▶ _EXERCISE DATA_
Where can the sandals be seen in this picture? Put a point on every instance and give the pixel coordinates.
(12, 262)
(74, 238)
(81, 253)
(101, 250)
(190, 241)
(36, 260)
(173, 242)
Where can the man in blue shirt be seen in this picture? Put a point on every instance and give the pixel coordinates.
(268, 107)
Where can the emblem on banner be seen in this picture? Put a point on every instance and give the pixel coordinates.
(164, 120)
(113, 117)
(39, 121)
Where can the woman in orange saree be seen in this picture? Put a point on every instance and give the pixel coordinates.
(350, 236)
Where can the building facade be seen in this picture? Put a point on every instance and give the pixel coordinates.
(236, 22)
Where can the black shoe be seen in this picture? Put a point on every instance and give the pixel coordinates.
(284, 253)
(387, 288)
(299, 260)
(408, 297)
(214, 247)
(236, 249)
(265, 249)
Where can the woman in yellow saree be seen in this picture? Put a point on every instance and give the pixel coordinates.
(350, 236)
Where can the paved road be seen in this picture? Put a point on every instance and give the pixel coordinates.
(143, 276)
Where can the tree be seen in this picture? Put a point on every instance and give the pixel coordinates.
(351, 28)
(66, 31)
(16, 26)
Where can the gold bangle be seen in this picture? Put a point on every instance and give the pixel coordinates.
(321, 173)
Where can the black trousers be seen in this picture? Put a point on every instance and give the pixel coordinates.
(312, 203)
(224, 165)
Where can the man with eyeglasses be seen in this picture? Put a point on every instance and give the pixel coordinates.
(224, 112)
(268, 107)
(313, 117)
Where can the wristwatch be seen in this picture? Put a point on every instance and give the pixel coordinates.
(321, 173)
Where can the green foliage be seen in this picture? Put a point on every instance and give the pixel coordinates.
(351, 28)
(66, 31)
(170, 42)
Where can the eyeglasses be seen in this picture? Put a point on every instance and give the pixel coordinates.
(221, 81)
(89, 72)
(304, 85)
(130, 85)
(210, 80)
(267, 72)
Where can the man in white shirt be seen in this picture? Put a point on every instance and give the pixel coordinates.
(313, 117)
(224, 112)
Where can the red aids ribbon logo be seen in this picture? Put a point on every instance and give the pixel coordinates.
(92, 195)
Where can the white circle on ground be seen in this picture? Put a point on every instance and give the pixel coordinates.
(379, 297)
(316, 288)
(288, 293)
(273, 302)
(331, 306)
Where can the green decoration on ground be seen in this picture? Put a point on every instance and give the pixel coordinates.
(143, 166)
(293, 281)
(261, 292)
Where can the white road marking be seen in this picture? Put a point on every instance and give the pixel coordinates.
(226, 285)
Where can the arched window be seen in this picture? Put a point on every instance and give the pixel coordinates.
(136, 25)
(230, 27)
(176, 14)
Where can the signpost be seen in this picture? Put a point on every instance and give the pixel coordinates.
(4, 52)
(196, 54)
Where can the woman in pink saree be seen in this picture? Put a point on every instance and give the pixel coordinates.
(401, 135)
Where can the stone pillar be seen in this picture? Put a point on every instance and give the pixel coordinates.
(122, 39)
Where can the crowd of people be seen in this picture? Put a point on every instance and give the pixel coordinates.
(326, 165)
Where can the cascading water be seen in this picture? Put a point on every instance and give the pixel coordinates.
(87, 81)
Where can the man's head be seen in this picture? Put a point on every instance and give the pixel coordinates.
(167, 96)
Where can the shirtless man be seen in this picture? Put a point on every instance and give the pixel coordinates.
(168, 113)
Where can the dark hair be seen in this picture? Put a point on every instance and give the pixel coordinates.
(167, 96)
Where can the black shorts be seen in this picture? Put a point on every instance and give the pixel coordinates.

▶ _TASK STATEMENT_
Rewrite the listing above, changing each "Put a point on every instance" to "Place a dot on each one" and keeping everything else the same.

▶ _EXPECTED ANSWER_
Where can the sandals be seen in this picture? Place a dot on each one and give the pixel coordinates.
(12, 262)
(74, 238)
(81, 253)
(101, 250)
(190, 241)
(36, 260)
(173, 242)
Where can the man in blue shirt be seen in this picture? Place a dot on each one and give the pixel coordinates.
(268, 107)
Where can the emblem on banner be seen in this picture? Place a dot on each one and give the pixel coordinates.
(164, 120)
(113, 117)
(39, 121)
Where can the woman in orange saree be seen in this picture? Place a dot on each one and give the pixel coordinates.
(350, 236)
Where can the building facade be seen in this picture? Place a dot on each one and give the pixel coordinates.
(236, 22)
Where can the black shoe be seen in this picture? Place a dot on each one and give the pixel coordinates.
(284, 253)
(387, 288)
(299, 260)
(408, 297)
(214, 247)
(236, 249)
(265, 249)
Where can the woman in yellow saree be seen in this picture? Place a dot on each one and give the pixel coordinates.
(350, 236)
Where can the paved road be seen in this picture? Place a dot on each one and give the pixel coordinates.
(143, 276)
Where can the tree be seen in this picture? Place a dot on each one and give the pixel coordinates.
(351, 28)
(66, 31)
(16, 26)
Where can the gold bangle be seen in this picture? Place a dot on each one and give the pixel coordinates.
(321, 173)
Where can the black trousers be seen in this picture? Place a dot on each one and give the pixel coordinates.
(312, 203)
(224, 165)
Where can the man with eyeglasses be seen in this picture? Place a dot on each one and give the pixel coordinates.
(224, 112)
(268, 107)
(313, 117)
Where can the wristwatch be seen in this picture? Place a dot on each one and give the pixel coordinates.
(321, 173)
Where can the green foliage be seen in this picture? Place a dot on each one and give the pixel coordinates.
(351, 28)
(66, 31)
(170, 42)
Where can the eyeglasses be seen in this picture? Place a dot on each one and give the pixel coordinates.
(221, 81)
(89, 72)
(304, 85)
(130, 85)
(210, 80)
(267, 72)
Where can the man in white shirt be seen in this picture? Place a dot on each one and give the pixel coordinates.
(313, 117)
(224, 112)
Where can the red aids ribbon logo be seen in this picture? Place a dot on each one and give the pixel coordinates.
(92, 195)
Where can the white circle on ground be seen in this picture? Place a dot on each one and give the pixel coordinates.
(379, 297)
(316, 288)
(288, 293)
(273, 302)
(331, 306)
Where can the green decoration on ground be seen in this picture? Place a dot on each one and give the pixel coordinates.
(143, 166)
(293, 281)
(261, 292)
Where can the white road marking be seen in this picture? Place a dot on each one and give the pixel coordinates.
(226, 285)
Where can the arched window be seen in this picture? Place a dot on each one and give the pixel coordinates.
(136, 25)
(230, 27)
(176, 14)
Where can the signpost be seen in this picture? Place a dot on each one and give the pixel coordinates.
(4, 52)
(196, 54)
Where can the woman in pink saree be seen in this picture? Place a dot on each one and give the pixel coordinates.
(401, 135)
Where can the stone pillar be seen in this picture? Place a dot on each one and give the pixel coordinates.
(122, 39)
Where can the crowd of people be seen in this picture? Place a dot on each one and give the pixel coordinates.
(326, 165)
Where can the cascading water be seen in this picture? Place a dot on each one and give the pixel coordinates.
(87, 81)
Where can the man's head be seen in this picture? Place a dot on each one and give the pixel coordinates.
(167, 96)
Where can the shirtless man be seen in this picture? Place a dot on each one and give the pixel coordinates.
(168, 113)
Where can the dark hair be seen in this picture? Place a dot on each one and give the pixel coordinates.
(167, 96)
Where can the black shorts be seen in this picture? Place a dot on each one and give the pixel coordinates.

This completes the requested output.